[What you will do]
Every record should be written out exactly, please.

[Recorded information]
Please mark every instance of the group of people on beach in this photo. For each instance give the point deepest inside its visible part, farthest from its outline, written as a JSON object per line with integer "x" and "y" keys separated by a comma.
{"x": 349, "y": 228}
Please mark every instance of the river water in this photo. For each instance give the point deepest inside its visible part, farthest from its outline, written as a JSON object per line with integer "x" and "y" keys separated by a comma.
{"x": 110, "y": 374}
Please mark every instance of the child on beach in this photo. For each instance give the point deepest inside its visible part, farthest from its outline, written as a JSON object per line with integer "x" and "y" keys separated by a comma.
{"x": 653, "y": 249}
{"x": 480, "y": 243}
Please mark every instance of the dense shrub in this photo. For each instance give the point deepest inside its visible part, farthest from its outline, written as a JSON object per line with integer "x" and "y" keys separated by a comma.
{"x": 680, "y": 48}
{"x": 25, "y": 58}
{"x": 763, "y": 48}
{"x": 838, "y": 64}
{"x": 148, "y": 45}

[Exercise answer]
Please mark every instance of the group of people on beach in this photo. For each instance give the point deepest inside its visible part, farthest from its outline, written as a JSON object per line with integer "x" and "y" keys separated by a comma.
{"x": 349, "y": 228}
Please mark every instance of the river water in this photo. For each instance give the point deepest inside its visible part, farthest from its outline, written as a JSON object per line with integer "x" and "y" keys separated by a comma.
{"x": 110, "y": 374}
Please mark every instance of the child on beach in this photo. For each instance give the point deepest inside its visible part, farthest from its outline, written as a JSON object per line with integer "x" and "y" keys separated by a comma.
{"x": 653, "y": 249}
{"x": 480, "y": 243}
Please mark every instance of the dense shrub in this photo. For each instance give the point deepest inside its visible part, farthest from its outline, written as a JSON object per line with integer "x" and "y" keys separated by a comma.
{"x": 680, "y": 48}
{"x": 25, "y": 58}
{"x": 763, "y": 48}
{"x": 838, "y": 64}
{"x": 148, "y": 45}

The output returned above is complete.